• WORK INSTRUCTIONS:
Every record below needs to be written out exactly, apart from the pictures.

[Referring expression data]
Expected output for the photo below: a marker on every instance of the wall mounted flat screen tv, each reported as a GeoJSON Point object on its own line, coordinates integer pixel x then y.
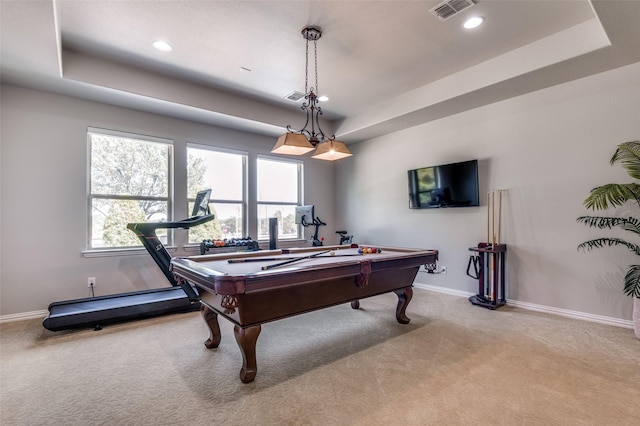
{"type": "Point", "coordinates": [446, 185]}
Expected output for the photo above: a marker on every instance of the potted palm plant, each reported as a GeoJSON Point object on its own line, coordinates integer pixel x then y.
{"type": "Point", "coordinates": [614, 195]}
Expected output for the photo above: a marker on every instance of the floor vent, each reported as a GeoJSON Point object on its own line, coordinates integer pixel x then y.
{"type": "Point", "coordinates": [447, 9]}
{"type": "Point", "coordinates": [295, 96]}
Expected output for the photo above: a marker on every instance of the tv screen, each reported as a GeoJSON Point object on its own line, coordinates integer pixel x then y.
{"type": "Point", "coordinates": [446, 185]}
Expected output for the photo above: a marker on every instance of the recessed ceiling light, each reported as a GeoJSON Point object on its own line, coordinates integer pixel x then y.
{"type": "Point", "coordinates": [473, 22]}
{"type": "Point", "coordinates": [162, 45]}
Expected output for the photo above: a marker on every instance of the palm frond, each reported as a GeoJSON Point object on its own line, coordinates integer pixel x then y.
{"type": "Point", "coordinates": [612, 195]}
{"type": "Point", "coordinates": [630, 224]}
{"type": "Point", "coordinates": [628, 154]}
{"type": "Point", "coordinates": [608, 242]}
{"type": "Point", "coordinates": [632, 281]}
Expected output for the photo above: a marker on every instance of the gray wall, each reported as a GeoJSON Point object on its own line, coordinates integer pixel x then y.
{"type": "Point", "coordinates": [44, 205]}
{"type": "Point", "coordinates": [548, 149]}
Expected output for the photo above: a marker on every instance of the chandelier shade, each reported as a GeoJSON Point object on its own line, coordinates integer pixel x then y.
{"type": "Point", "coordinates": [300, 142]}
{"type": "Point", "coordinates": [331, 150]}
{"type": "Point", "coordinates": [292, 144]}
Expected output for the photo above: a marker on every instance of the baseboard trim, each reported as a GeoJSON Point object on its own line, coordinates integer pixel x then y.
{"type": "Point", "coordinates": [524, 305]}
{"type": "Point", "coordinates": [539, 308]}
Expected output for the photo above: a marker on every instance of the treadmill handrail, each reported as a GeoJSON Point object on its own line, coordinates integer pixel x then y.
{"type": "Point", "coordinates": [146, 232]}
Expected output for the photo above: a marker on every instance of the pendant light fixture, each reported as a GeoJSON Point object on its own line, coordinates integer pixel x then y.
{"type": "Point", "coordinates": [311, 136]}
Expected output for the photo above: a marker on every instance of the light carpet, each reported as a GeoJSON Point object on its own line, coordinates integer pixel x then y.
{"type": "Point", "coordinates": [454, 364]}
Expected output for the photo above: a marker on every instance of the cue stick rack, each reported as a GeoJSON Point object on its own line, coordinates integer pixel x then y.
{"type": "Point", "coordinates": [489, 259]}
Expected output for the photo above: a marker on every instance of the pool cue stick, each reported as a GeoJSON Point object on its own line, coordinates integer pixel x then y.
{"type": "Point", "coordinates": [488, 215]}
{"type": "Point", "coordinates": [493, 246]}
{"type": "Point", "coordinates": [258, 259]}
{"type": "Point", "coordinates": [499, 213]}
{"type": "Point", "coordinates": [267, 259]}
{"type": "Point", "coordinates": [493, 218]}
{"type": "Point", "coordinates": [276, 265]}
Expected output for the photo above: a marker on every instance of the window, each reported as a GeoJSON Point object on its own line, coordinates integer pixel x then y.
{"type": "Point", "coordinates": [224, 172]}
{"type": "Point", "coordinates": [279, 192]}
{"type": "Point", "coordinates": [129, 181]}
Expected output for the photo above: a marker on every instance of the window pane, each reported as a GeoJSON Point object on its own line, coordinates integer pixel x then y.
{"type": "Point", "coordinates": [224, 173]}
{"type": "Point", "coordinates": [227, 224]}
{"type": "Point", "coordinates": [124, 166]}
{"type": "Point", "coordinates": [129, 181]}
{"type": "Point", "coordinates": [277, 181]}
{"type": "Point", "coordinates": [287, 228]}
{"type": "Point", "coordinates": [220, 171]}
{"type": "Point", "coordinates": [110, 218]}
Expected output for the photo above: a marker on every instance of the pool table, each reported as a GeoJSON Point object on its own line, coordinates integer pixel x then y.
{"type": "Point", "coordinates": [252, 288]}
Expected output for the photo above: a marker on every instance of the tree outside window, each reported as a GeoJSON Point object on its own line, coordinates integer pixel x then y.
{"type": "Point", "coordinates": [129, 181]}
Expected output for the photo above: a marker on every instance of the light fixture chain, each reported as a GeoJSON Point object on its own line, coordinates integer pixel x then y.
{"type": "Point", "coordinates": [315, 50]}
{"type": "Point", "coordinates": [306, 71]}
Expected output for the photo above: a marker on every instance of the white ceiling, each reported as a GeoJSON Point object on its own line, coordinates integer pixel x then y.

• SOLUTION TO THIS PROBLEM:
Expected output for the photo below: a marker on every instance of the wall mounted flat screen tv, each reported as a GeoJSON Point object on its own line, coordinates integer pixel x then y.
{"type": "Point", "coordinates": [446, 185]}
Expected output for the photo above: a marker on every instance of the potted palm plant, each reported as a GeoJSON Point object on its own line, coordinates integer pixel x then y.
{"type": "Point", "coordinates": [614, 195]}
Expected output for the photo above: a marker on every instance of the floor vent, each reported as a GeoJSON Point object on its own line, coordinates integer pixel x then y.
{"type": "Point", "coordinates": [447, 9]}
{"type": "Point", "coordinates": [295, 96]}
Expected output for the photo above: a marker on every instance of the tv screen, each reported as a GeoJSON Point object on its own line, coordinates integer pixel x then y.
{"type": "Point", "coordinates": [446, 185]}
Expected output for the photo above: a marker on every instance of the recessed ceiling light, each reported as a GeoJSON Point object on its own line, coordinates integer pixel x then y.
{"type": "Point", "coordinates": [473, 22]}
{"type": "Point", "coordinates": [162, 45]}
Expected output for the photo above: a marker on every instance of the palm frond, each reported as a GeoJSON Point object on its own line, coordinates integer pixel x then y.
{"type": "Point", "coordinates": [612, 195]}
{"type": "Point", "coordinates": [630, 224]}
{"type": "Point", "coordinates": [628, 154]}
{"type": "Point", "coordinates": [608, 242]}
{"type": "Point", "coordinates": [632, 281]}
Expected output for the photo above: a marker on every instance of the gray wall, each reported as a GeoJSON Point object on its own line, coordinates integer pixel x then y.
{"type": "Point", "coordinates": [44, 205]}
{"type": "Point", "coordinates": [548, 149]}
Expected output for the photo above: a marker on every instance of the chandelier shade, each reported as a GeoJSON Point object on its own line, coordinates integer pixel x then y.
{"type": "Point", "coordinates": [300, 142]}
{"type": "Point", "coordinates": [331, 150]}
{"type": "Point", "coordinates": [292, 144]}
Expected output for the photo above: a marker on every instance of the baseboard trim, each reported as a GeoJSON Point object on its own line, coordinates integer pixel x then y.
{"type": "Point", "coordinates": [524, 305]}
{"type": "Point", "coordinates": [539, 308]}
Expected output for the photo above: a marker on every instance of the treadmill handrail, each reported as a GeoJSON Point object on its own line, coordinates integer pixel x then y.
{"type": "Point", "coordinates": [146, 232]}
Expected output for the photo above: a marker on every instance of the pendant light fixture, each reported as a GeoJSON Point object on its own line, coordinates integer pixel x then y.
{"type": "Point", "coordinates": [311, 136]}
Expected output for the photo above: a marker on every instance of the light carpet, each reported as a GeoJSON Point object on its own line, coordinates integer pixel x then y.
{"type": "Point", "coordinates": [454, 364]}
Expected output for the photo above: a marker on every instance of the cue stick rack, each reported as a GeoJSON Point object on its own line, coordinates integer pixel x then y.
{"type": "Point", "coordinates": [489, 259]}
Expected output for the photo above: a marker on every instance of the pool cue stick, each reported as a GeoJSON Point object on its own line, coordinates integer pixel x then y.
{"type": "Point", "coordinates": [488, 215]}
{"type": "Point", "coordinates": [493, 246]}
{"type": "Point", "coordinates": [258, 259]}
{"type": "Point", "coordinates": [499, 213]}
{"type": "Point", "coordinates": [267, 259]}
{"type": "Point", "coordinates": [493, 218]}
{"type": "Point", "coordinates": [276, 265]}
Expected output for the photo above: a marker on every instance of the window, each reported as a GeoJSON Point object on its own line, coordinates integer pixel x then y.
{"type": "Point", "coordinates": [224, 172]}
{"type": "Point", "coordinates": [279, 192]}
{"type": "Point", "coordinates": [129, 181]}
Expected output for the photo above: a marker on every instance of the window pane, each reported as a GeoJSON Point object on its own line, coordinates integer pixel x then y.
{"type": "Point", "coordinates": [224, 173]}
{"type": "Point", "coordinates": [227, 224]}
{"type": "Point", "coordinates": [124, 166]}
{"type": "Point", "coordinates": [129, 181]}
{"type": "Point", "coordinates": [277, 181]}
{"type": "Point", "coordinates": [287, 228]}
{"type": "Point", "coordinates": [220, 171]}
{"type": "Point", "coordinates": [110, 218]}
Expected output for the photo above: a marker on every instance of the pool table, each reported as a GeoJSON Point object on its own line, coordinates integer pixel x then y.
{"type": "Point", "coordinates": [252, 288]}
Expected output for the photo above: a marker on every instance of the tree outside window, each reported as a GeoJSON Point object on its own line, coordinates integer pixel x then y.
{"type": "Point", "coordinates": [129, 181]}
Expected output for the photo above: a marker on every instance of the light fixture chain, each reported as a GeoJSON Point object on its own line, coordinates integer pixel x then y.
{"type": "Point", "coordinates": [315, 50]}
{"type": "Point", "coordinates": [306, 71]}
Expected output for the photo above: a marker on every instance of the white ceiling, each reported as a GeoJSON Point object on its own line, coordinates integer pixel x then y.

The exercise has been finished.